In sum, as with both the Cartesian and Nominalist solutions, Thomistic simplicity seemed at first to answer our twin problems (re: Euthyprho and Nature/Sovereignty), but the price was the loss of the God of the Bible, surely too high a price to pay for adopting a presumably Christian philosophy! Instead of the personal God of the Bible whose nature is known on the basis of objective revelation, we are given an impersonal God, Being, whose nature is really unknown,12 and about whom what is experienced is not real but a matter of subjective reinterpretation and experience. To which we might reasonably say, "No thank you, Doctor Aquinas."

And so we come at last to the fourth solution that has been advanced to answer our problems while yet remaining in accord with the pattern and emphasis of Scripture. This solution involves a sort of stepping backward from the Thomistic position, into a modified version of that held by Augustine. According to this view, God does have a nature, but he is neither wholly identical with his nature nor are his attributes identical with one another. This is a mild statement of the doctrine of simplicity, according to which while God is non-composite (in the sense of possessing separable parts), yet distinctions are still permitted. This entails a return to Augustine's understanding of the Forms (or Ideas, or rationes aeternae) as being eternally subsisting in the mind of God. Rather than seeking to reduce everything to an absolute singularity, we are free in this view to apprehend God's unity (his personhood, his mind which contains the rationes aeternae), even as we can contemplate the real distinctions of the subsisting Ideas. Indeed, in his presentation of this view, Nash goes further, drawing up an entire list of abstract objects which can be held also to exist eternally and necessarily (including properties, relations, propositions, states of affairs, and numbers).13 Thus, the unity and multiplicity in and of God is resolved in arguing for his unity of essence, his unity of personhood (in its triune relationality), and his unity of mind; yet apprehending and allowing for the multiplicity in his persons, as well as for his attributes and Ideas, which subsist in the mind of God. Thus, returning to Plantinga's statement of the Euthyphro problem, now we see how "such entities exist eternally and [at the same time] depend upon God for their existence. Thus it is not that God created the numbers, but we might think rather that he eternally affirms their necessary existence14." In short, goodness is good because God affirms it to be so.

▶ **Task details**: Extend the passage on divine simplicity and the Euthyphro problem, picking up right after "In short, goodness is good because God affirms it to be so."

▶ **Recorded information**:
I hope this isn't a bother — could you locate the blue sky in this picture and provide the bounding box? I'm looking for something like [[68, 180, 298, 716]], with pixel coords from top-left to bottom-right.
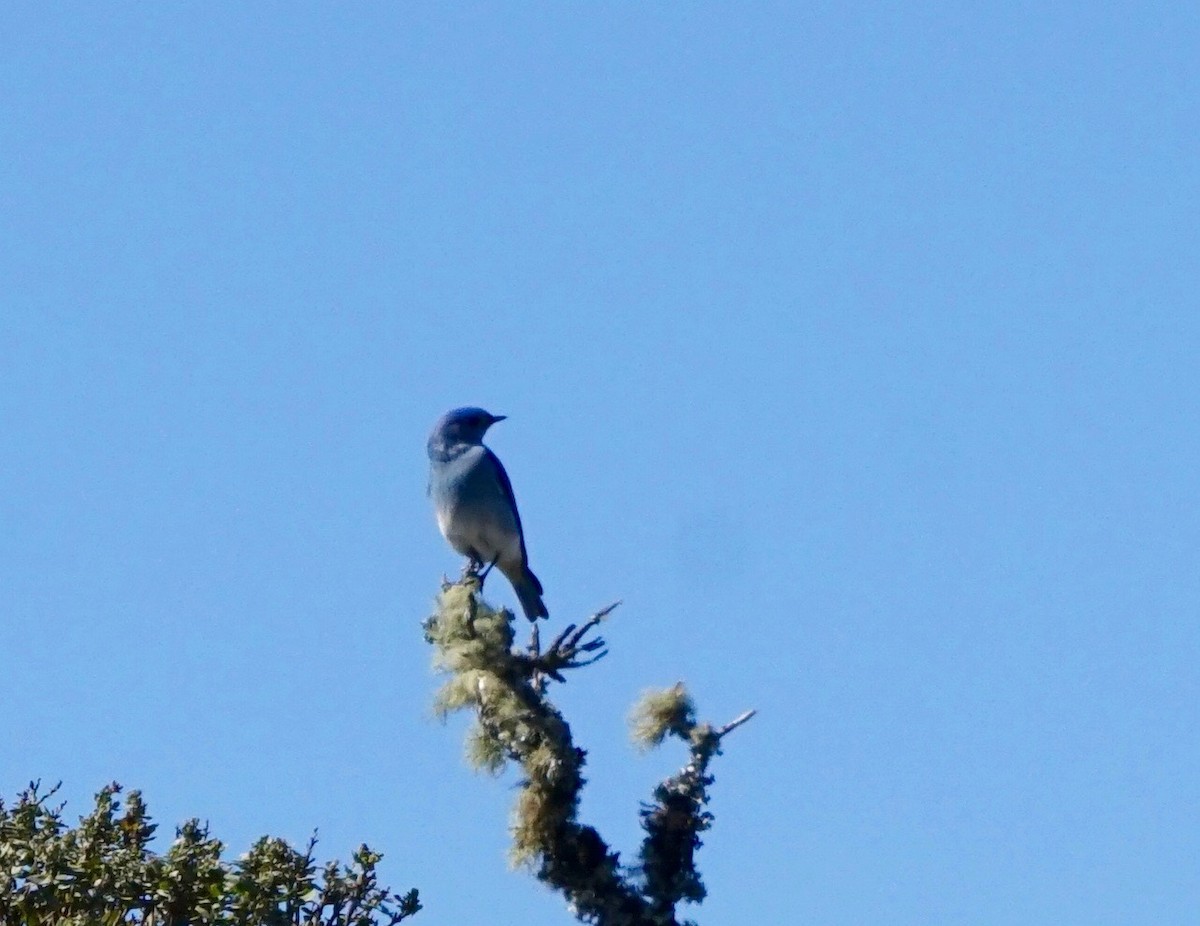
[[0, 2, 1200, 926]]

▶ **Task answer**:
At this point we might ask, however, whether we have really resolved our problems. We have asserted that goodness "depends upon" God, who "holds it in his mind," as it were, who "affirms it," "believes it," "knows it." But then, surely, one might posit that at some point there was a time when goodness might not have been in his mind. But this option is foreclosed by the eternal nature of these rationes aeternae present in the mind of God. They are dependent on God — i.e., they have their subsistence in his mind — yet they are also stable forms, patterns, archetypes, which are eternally present in and to the divine mind.

But surely, one might persist, dependence implies some point of origin at which God is prior to his attributes. And to this we must answer yes. But it doesn't matter. That is to say, in the mathematics of infinities, there is no "infinity + 1." The infinity of even numbers is equal to the infinity of integers, even though this might seem at first glance counterintuitive. Thus we have a pattern emerging out of infinity, by which God and his attributes are always together, the latter ever dependent upon the former.

Ah, but wait, one might press the matter. This argument assumes that God's eternity is everlasting (i.e., characterized by an infinite sequence of time), rather than timeless (according to which time would have had a beginning). And in any event, we have not answered the Nature/Sovereignty Problem. To this we answer that everlastingness is a quality that inheres in and is expressed by and through the eternal Word of God. In other words, for as long as the Word of God has been and will continue to be, so long has time lasted and will continue to endure as a temporal sequence, which is to say it is eternally everlasting.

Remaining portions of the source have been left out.